** PROVIDED TEXT **
Otherhood is a 2019 American comedy film, directed by Cindy Chupack, from a screenplay by Chupack and Mark Andrus. It is based upon the 2008 novel Whatever Makes You Happy by William Sutcliffe, and follows three suburban mothers who show up to the New York City homes of their sons unannounced. It stars Angela Bassett, Patricia Arquette, Felicity Huffman, Jake Hoffman, Jake Lacy, and Sinqua Walls.

The film had its world premiere at 51Fest on July 21, 2019. It was released on August 2, 2019, by Netflix. The film received generally mixed to negative reviews, although Huffman's performance was critically praised.

Plot

Daniel Lieberman, Paul Halston-Myers and Matt Walker grew up together. Now, adults living in NYC, they ride with Daniel, on his way to propose to Erin. Using his key to enter, he comes across a naked man at his fridge and she comes out of the bedroom mostly naked, surprised to see him.

In Poughkeepsie, NY, Carol Walker, Gillian Lieberman and Helen Halston meet every Mother's Day to commiserate their sons not recognising the day and shutting them out. Gillian mentions swooping in on them, but then takes it back. Helen motivates them all to do a road trip to surprise them.

Carol jumps right in tidying up Matt's huge apartment. Helen loses her nerve and books a hotel room. Gillian tries at Daniel's, but as he doesn't answer also gets a room. Both Carol and Gillian call to report their progress, but Helen lies that she is staying with Paul.

** EXERCISE 1 **
Reproduce the passage about the film Otherhood in full, word for word.

** RECORDS FOR PROCESSING **
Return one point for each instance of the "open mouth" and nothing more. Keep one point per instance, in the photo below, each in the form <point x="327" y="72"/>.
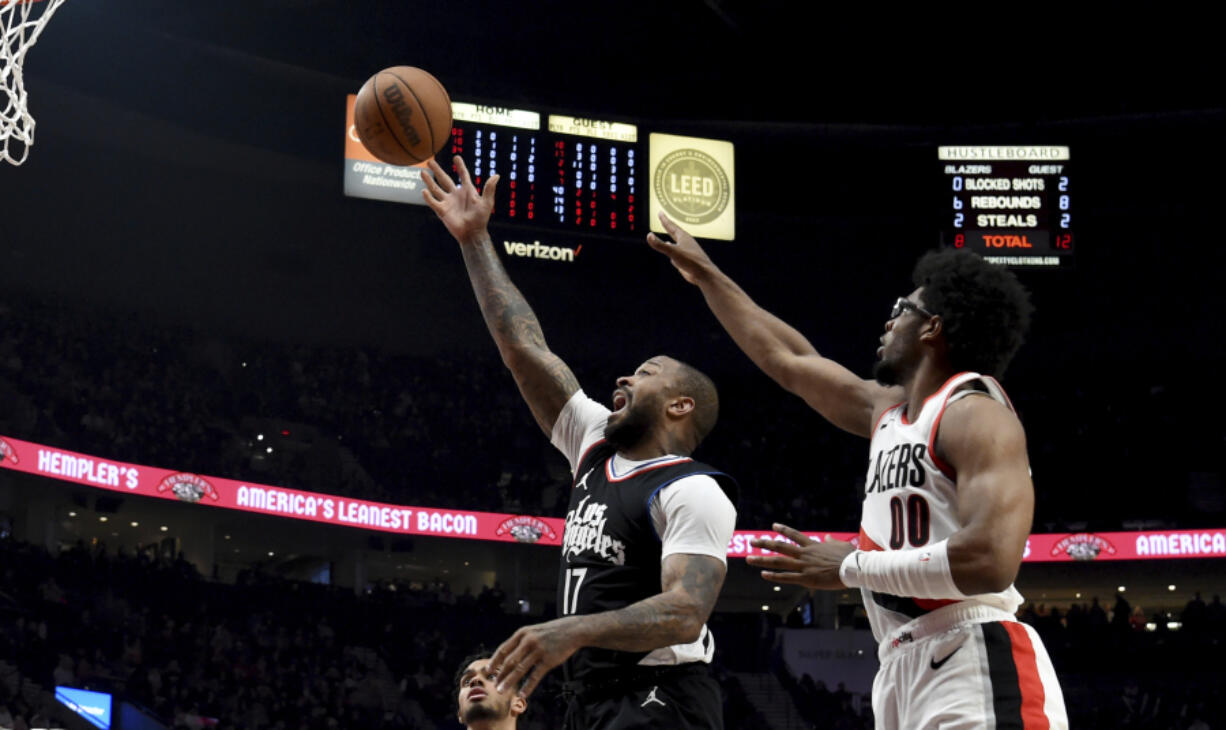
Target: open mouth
<point x="619" y="400"/>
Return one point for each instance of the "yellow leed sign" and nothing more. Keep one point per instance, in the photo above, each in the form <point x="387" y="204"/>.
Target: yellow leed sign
<point x="693" y="182"/>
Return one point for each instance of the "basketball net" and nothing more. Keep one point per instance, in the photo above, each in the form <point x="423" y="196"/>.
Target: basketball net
<point x="17" y="34"/>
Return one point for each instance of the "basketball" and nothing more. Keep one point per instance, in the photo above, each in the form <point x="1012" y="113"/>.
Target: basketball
<point x="402" y="114"/>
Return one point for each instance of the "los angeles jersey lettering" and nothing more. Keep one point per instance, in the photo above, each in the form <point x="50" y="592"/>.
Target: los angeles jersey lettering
<point x="911" y="497"/>
<point x="609" y="551"/>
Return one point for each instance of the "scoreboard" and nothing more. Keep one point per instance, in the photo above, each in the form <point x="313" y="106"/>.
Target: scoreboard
<point x="562" y="172"/>
<point x="1010" y="204"/>
<point x="571" y="174"/>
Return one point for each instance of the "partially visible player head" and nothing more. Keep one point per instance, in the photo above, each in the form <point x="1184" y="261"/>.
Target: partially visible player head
<point x="481" y="706"/>
<point x="663" y="395"/>
<point x="966" y="312"/>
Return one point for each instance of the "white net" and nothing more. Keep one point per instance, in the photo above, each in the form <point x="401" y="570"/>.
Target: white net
<point x="21" y="22"/>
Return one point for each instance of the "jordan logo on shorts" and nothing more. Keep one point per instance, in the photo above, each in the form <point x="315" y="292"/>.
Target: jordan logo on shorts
<point x="651" y="697"/>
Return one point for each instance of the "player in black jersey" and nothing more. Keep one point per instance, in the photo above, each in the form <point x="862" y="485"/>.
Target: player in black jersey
<point x="645" y="546"/>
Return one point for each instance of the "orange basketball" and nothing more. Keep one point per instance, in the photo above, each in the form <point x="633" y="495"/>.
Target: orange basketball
<point x="402" y="114"/>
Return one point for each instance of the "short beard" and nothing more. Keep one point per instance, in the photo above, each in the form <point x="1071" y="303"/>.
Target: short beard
<point x="482" y="710"/>
<point x="630" y="430"/>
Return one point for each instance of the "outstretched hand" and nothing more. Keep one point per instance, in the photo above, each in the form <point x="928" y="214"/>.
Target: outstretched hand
<point x="461" y="207"/>
<point x="532" y="652"/>
<point x="806" y="562"/>
<point x="684" y="253"/>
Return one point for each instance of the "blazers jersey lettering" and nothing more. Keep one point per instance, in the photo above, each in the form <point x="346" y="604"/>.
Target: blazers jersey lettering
<point x="609" y="552"/>
<point x="911" y="498"/>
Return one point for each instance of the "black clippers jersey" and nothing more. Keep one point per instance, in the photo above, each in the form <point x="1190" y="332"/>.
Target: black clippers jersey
<point x="609" y="551"/>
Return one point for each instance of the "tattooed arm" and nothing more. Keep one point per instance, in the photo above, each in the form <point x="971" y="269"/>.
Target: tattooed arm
<point x="690" y="584"/>
<point x="543" y="378"/>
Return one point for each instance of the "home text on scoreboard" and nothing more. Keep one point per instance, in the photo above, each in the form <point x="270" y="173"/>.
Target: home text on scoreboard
<point x="1010" y="204"/>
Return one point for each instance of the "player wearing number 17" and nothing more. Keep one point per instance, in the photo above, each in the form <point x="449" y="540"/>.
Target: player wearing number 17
<point x="645" y="549"/>
<point x="948" y="498"/>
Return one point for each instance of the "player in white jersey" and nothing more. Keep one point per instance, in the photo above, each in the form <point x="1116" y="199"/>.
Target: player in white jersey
<point x="948" y="498"/>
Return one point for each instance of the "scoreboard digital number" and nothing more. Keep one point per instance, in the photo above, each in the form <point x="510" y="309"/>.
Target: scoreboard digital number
<point x="568" y="174"/>
<point x="1010" y="204"/>
<point x="560" y="172"/>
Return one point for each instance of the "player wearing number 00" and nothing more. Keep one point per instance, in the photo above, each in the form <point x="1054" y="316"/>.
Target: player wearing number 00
<point x="948" y="498"/>
<point x="645" y="546"/>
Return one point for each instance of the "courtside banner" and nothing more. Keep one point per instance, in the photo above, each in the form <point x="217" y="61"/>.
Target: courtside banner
<point x="166" y="484"/>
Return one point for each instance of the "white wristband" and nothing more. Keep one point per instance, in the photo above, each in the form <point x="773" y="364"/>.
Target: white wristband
<point x="921" y="573"/>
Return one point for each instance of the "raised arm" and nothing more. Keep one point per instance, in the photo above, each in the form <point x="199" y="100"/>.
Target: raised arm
<point x="543" y="378"/>
<point x="690" y="583"/>
<point x="784" y="353"/>
<point x="985" y="444"/>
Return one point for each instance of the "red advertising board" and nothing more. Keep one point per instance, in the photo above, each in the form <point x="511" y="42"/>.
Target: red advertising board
<point x="168" y="484"/>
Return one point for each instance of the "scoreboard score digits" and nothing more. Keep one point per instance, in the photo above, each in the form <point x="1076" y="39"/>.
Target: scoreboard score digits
<point x="575" y="173"/>
<point x="1010" y="204"/>
<point x="568" y="174"/>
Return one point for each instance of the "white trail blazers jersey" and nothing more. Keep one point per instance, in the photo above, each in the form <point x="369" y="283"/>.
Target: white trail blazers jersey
<point x="911" y="498"/>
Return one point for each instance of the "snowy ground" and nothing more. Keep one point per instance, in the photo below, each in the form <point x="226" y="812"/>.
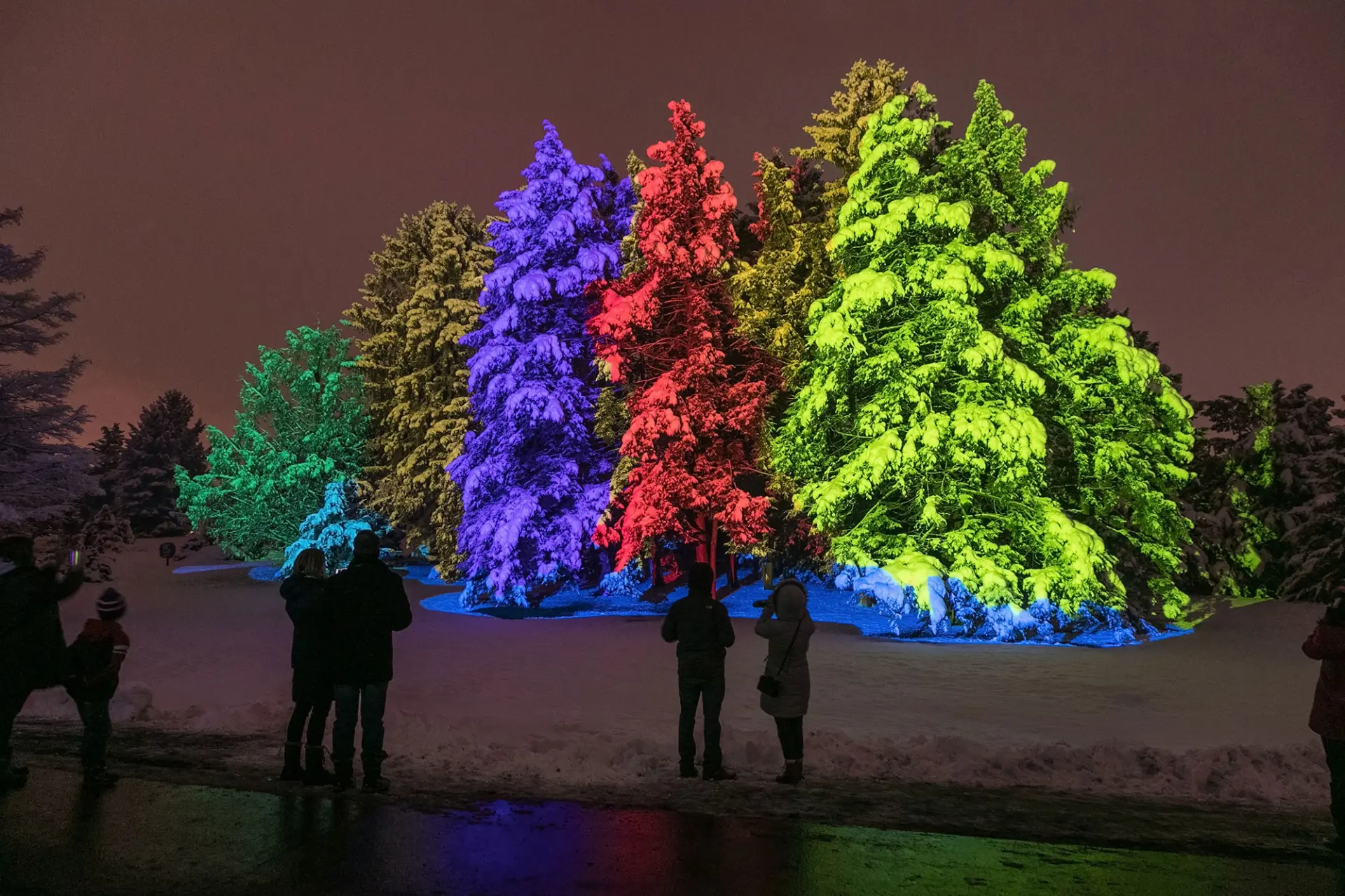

** EXERCISE 2 **
Find every line in the rows that contains the string "player" and copy each of those lines. Letter case matters.

** EXERCISE ANSWER 1 **
Otherhood is a 2019 American comedy film, directed by Cindy Chupack, from a screenplay by Chupack and Mark Andrus. It is based upon the 2008 novel Whatever Makes You Happy by William Sutcliffe, and follows three suburban mothers who show up to the New York City homes of their sons unannounced. It stars Angela Bassett, Patricia Arquette, Felicity Huffman, Jake Hoffman, Jake Lacy, and Sinqua Walls.

The film had its world premiere at 51Fest on July 21, 2019. It was released on August 2, 2019, by Netflix. The film received generally mixed to negative reviews, although Huffman's performance was critically praised.

Plot

Daniel Lieberman, Paul Halston-Myers and Matt Walker grew up together. Now, adults living in NYC, they ride with Daniel, on his way to propose to Erin. Using his key to enter, he comes across a naked man at his fridge and she comes out of the bedroom mostly naked, surprised to see him.

In Poughkeepsie, NY, Carol Walker, Gillian Lieberman and Helen Halston meet every Mother's Day to commiserate their sons not recognising the day and shutting them out. Gillian mentions swooping in on them, but then takes it back. Helen motivates them all to do a road trip to surprise them.

Carol jumps right in tidying up Matt's huge apartment. Helen loses her nerve and books a hotel room. Gillian tries at Daniel's, but as he doesn't answer also gets a room. Both Carol and Gillian call to report their progress, but Helen lies that she is staying with Paul.

** EXERCISE ANSWER 2 **
Return one point for each instance of the "partially visible player head" and nothing more. Keep one point per instance, in the photo above, each in the form <point x="1184" y="261"/>.
Target: partially visible player head
Return one point for each instance of the "player in black jersey" and nothing more. Keep one point per instance, in the photo above, each in the form <point x="862" y="485"/>.
Target: player in black jersey
Return one point for each instance of the "player wearing number 17" and nothing more. Keep one point per instance, in the photo above, each in the form <point x="449" y="540"/>.
Target: player wearing number 17
Return one point for each instance of the "player in white jersey" and nothing more. Keep one point per instance, in the photo above, each in the form <point x="1116" y="199"/>.
Target: player in white jersey
Return one point for each instance of the "player wearing number 00" and nothing more. Keep one point per instance, in the photo above, each in the form <point x="1054" y="316"/>.
Target: player wearing number 00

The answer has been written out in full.